■ TEXT SEGMENT
-- BEGIN --
My Lords, I rise following two notable speeches. The one of the noble Lord, Lord Hooson, delivered with great lucidity, force and elegance, and with which I almost, but not totally, disagreed; and Lord Shackleton's speech, with which I almost, but not totally, agreed. I therefore stake out my position to begin with. The noble Lord, Lord Hooson, implied that the system is beginning to break down; that a new constitutional settlement might be necessary; that the triangular pact is in danger of erosion, if not collapse. Now I would be a rich man if, every time someone had said to me, "The system is breaking down", or, "Things will never be the same again", they had given me a fiver. I should have been a very rich man indeed.

One has to look at the present position of the Civil Service, Parliament, and the Government in broad, historical terms. All I should like to say, following up Lord Shackleton's speech, is that I entirely agree with him, and indeed the noble Lord, Lord Hooson, that the Official Secrets Act has long been discredited, but I would not myself replace it with a freedom of information Act for some of the reasons that the noble Lord, Lord Shackleton, explained.

I find myself in an invidious position on the question of whether or not one should have a head of the Civil Service and a separate Cabinet Secretary. All I would say is what I have already said in another place, that the two posts have one similarity in that they are both extraordinarily sensitive; otherwise they are totally different. The Cabinet Secretary necessarily must be the intimate adviser of the Prime Minister of the day, and must be at his or her beck and call, and rightly so. The head of the home Civil Service has a role as the head of a profession, and a representational function both to Ministers and to other constituencies as well.

Perhaps I had better put my cards on the table and confess that I am sufficiently old fashioned to believe that the pact, the system, the settlement, is under strain but is not actually breaking down. I believe that the desired relationship between Ministers and their officials should still be what I call the classical one; namely, civil servants, for their part, are recruited by open competition; are promoted on merit; are not required to behave with impropriety; enjoy a reasonable degree of security, and with adequate but modest rewards; Ministers, for their part, should refrain from the political preferment of officials, enjoy non-partisan support from them, and protect them as, effectively, agents of Ministers.

I am only too well aware, particularly in the light of Lord Hooson's notable speech, of the developments which are cited as impairing, if not perhaps exploding, this classical relationship. He has cited a number: the increasing power of the media; the increasing growth of the professional politician; the, as he sees it, erosion of the old concept of ministerial responsibility, on which I do not go all the way with him; and there are a number of other developments including, for example, the financial management initiative which increasing places open answerability on officials.

There is also—a point which has been mentioned—the appearance of officials before Select Committees of both Houses, nowadays virtually always in public. There it has been possible to strike a happy medium thanks to the common sense of both the parliamentarians, on the one hand, and the civil servants and their Ministers, on the other. I have seen it in a curious way from both sides of the table and it has been interesting. But the job of a civil servant when he appears before a Select Committee in my view is that he explains, he does not defend or justify. That is for the politician, the Minister.
-- END --
■ TASK A
Answer these questions about the Lords speech:
(i) With whose speech does the speaker say he almost, but not totally, agreed?
(ii) Which Act does the speaker agree has long been discredited?
(iii) What does the speaker say a civil servant does when appearing before a Select Committee?

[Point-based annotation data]
-- BEGIN --
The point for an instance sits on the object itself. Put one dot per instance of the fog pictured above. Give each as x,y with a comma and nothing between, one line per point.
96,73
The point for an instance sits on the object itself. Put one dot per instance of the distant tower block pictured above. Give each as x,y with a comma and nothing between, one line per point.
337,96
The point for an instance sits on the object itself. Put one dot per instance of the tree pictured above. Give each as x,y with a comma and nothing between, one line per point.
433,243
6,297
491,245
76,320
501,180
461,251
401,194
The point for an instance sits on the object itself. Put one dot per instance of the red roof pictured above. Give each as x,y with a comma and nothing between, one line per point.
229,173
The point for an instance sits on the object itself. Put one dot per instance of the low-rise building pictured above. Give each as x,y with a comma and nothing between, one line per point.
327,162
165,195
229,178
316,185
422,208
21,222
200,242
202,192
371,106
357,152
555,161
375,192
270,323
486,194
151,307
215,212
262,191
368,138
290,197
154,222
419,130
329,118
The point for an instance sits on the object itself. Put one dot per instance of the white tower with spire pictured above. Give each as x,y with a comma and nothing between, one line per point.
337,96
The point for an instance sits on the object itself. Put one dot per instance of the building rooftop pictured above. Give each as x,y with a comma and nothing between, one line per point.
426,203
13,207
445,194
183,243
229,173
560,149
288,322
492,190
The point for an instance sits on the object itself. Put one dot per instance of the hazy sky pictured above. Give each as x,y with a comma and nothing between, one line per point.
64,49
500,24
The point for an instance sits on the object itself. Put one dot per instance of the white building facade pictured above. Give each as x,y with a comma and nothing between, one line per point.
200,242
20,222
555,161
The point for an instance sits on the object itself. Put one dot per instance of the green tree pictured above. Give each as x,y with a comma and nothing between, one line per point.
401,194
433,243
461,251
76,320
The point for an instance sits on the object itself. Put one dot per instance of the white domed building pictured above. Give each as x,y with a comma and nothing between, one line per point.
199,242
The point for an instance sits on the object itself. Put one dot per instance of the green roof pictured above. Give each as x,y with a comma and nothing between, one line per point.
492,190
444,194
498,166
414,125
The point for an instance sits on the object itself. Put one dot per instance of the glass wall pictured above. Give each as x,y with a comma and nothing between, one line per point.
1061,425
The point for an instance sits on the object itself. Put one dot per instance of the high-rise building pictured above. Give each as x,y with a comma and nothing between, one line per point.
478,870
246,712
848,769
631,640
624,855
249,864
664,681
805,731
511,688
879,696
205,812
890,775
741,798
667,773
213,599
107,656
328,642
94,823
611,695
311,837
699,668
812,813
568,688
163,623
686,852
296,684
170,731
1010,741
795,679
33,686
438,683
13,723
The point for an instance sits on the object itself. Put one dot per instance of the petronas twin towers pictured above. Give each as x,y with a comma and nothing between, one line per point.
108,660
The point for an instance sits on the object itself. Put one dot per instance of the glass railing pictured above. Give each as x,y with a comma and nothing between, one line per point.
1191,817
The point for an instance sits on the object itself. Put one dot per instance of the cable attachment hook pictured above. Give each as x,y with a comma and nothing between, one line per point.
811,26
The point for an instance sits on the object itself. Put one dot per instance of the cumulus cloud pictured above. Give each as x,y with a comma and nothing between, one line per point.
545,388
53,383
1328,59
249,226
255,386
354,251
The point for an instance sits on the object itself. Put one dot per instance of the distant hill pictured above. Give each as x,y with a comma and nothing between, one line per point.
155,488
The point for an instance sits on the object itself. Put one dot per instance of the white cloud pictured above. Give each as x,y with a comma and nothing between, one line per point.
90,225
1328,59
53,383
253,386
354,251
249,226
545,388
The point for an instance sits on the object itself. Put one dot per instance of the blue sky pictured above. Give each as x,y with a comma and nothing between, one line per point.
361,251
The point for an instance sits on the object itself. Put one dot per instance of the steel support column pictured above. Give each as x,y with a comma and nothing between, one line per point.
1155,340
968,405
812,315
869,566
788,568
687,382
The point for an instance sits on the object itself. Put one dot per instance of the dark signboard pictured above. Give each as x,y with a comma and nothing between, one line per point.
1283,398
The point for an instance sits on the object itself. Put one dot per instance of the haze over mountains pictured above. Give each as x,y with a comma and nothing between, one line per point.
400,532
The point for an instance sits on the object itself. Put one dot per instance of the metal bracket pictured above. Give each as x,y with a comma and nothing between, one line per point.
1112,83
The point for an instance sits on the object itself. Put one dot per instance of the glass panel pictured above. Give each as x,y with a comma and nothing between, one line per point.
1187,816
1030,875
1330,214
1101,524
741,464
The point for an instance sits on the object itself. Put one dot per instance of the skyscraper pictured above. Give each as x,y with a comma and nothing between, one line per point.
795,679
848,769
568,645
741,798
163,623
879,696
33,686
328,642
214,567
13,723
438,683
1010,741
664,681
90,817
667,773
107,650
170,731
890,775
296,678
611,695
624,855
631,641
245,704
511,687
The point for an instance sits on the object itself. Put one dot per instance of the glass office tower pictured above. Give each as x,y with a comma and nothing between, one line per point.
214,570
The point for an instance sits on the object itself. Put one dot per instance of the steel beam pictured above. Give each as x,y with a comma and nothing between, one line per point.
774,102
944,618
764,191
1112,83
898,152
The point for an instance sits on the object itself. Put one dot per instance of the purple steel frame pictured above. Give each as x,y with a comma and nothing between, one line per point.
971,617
-- END --
-- BEGIN --
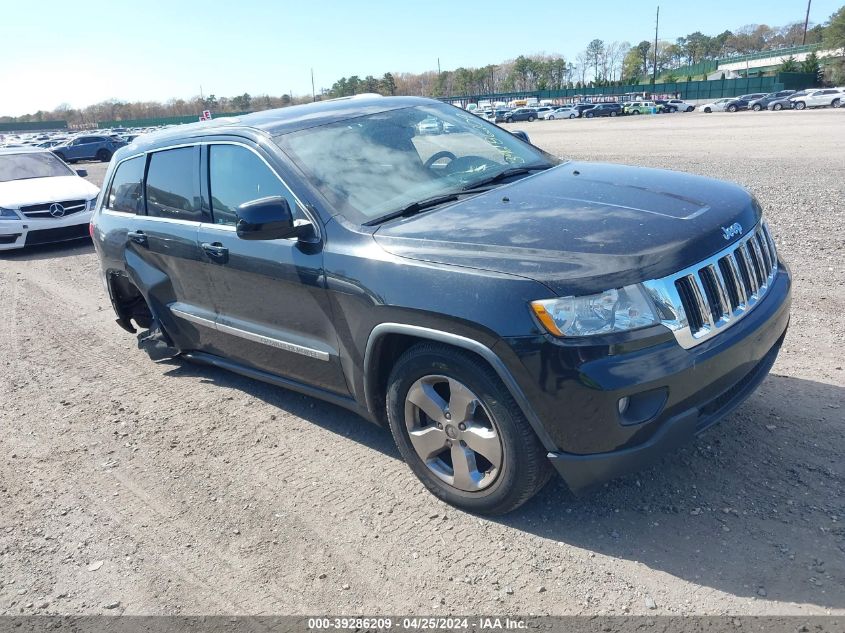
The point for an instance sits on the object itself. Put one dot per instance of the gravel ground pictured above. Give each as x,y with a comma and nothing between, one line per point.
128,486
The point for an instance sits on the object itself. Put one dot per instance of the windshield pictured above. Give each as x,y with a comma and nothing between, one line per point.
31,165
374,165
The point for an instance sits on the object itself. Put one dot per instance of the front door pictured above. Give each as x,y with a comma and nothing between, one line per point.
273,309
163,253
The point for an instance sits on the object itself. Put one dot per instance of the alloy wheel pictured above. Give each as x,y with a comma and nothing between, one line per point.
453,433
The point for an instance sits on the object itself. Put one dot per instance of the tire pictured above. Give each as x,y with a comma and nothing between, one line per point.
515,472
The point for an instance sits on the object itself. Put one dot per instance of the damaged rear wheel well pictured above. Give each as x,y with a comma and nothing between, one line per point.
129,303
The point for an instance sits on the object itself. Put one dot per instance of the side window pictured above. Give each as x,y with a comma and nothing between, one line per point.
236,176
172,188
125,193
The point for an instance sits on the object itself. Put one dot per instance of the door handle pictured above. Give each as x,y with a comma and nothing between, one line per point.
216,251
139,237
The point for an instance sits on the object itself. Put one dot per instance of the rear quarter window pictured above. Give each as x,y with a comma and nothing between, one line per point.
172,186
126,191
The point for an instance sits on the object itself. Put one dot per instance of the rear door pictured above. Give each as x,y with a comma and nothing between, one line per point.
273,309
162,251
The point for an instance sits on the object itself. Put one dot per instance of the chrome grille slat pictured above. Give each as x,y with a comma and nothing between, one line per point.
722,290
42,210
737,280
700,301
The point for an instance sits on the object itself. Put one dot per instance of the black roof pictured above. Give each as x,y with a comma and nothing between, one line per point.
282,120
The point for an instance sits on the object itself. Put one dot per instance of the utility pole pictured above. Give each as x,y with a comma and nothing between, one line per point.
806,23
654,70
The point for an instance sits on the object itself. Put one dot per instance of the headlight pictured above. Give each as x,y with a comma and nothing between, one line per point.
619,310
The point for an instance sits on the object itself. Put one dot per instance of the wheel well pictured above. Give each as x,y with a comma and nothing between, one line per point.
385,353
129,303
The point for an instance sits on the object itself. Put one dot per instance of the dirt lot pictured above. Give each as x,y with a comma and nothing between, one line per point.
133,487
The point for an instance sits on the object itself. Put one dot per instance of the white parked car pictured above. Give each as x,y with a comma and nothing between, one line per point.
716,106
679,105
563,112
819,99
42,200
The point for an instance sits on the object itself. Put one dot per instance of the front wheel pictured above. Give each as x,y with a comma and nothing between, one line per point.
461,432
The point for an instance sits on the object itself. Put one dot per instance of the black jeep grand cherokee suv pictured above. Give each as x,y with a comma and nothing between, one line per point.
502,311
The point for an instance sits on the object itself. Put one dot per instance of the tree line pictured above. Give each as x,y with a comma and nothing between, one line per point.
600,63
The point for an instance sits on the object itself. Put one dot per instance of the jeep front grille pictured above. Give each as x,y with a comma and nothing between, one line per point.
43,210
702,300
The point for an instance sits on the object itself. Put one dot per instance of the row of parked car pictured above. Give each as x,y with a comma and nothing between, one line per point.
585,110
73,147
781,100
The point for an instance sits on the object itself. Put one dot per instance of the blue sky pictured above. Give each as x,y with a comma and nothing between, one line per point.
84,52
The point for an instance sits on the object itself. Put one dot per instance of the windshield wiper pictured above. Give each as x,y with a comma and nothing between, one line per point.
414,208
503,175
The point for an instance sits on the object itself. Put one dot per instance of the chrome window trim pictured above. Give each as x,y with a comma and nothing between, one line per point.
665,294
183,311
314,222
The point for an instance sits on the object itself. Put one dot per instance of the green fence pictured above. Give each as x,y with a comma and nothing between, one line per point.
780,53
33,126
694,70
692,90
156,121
-- END --
-- BEGIN --
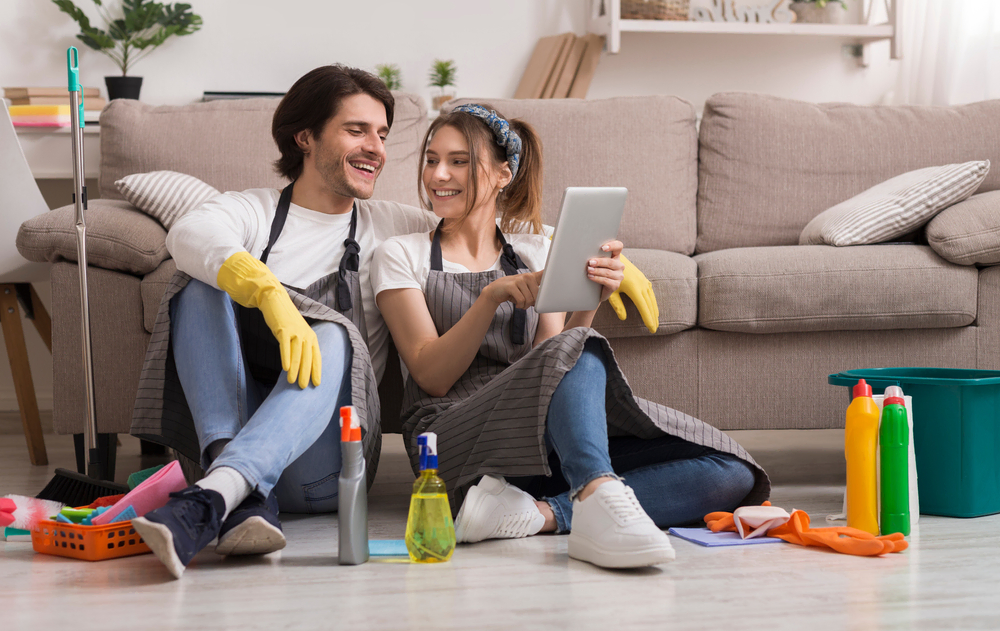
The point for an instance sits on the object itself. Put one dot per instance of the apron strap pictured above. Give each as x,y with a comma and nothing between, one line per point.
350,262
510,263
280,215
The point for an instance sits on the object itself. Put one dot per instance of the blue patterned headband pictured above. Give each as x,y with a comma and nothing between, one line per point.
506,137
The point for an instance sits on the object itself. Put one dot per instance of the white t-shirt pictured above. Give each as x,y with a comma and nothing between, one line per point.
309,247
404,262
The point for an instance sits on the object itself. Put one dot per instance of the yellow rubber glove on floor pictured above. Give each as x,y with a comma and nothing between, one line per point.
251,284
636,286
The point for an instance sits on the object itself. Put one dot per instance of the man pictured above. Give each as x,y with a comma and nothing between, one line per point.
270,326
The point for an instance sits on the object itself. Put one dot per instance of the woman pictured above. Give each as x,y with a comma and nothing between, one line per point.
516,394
-- END --
■ TASK B
State how many lines of the rows contain the string "beam", counting case-sensitively. Give only the number.

■ EXERCISE RESULT A
(i) Lord Shackleton's speech.
(ii) The Official Secrets Act.
(iii) He explains; he does not defend or justify.

■ EXERCISE RESULT B
1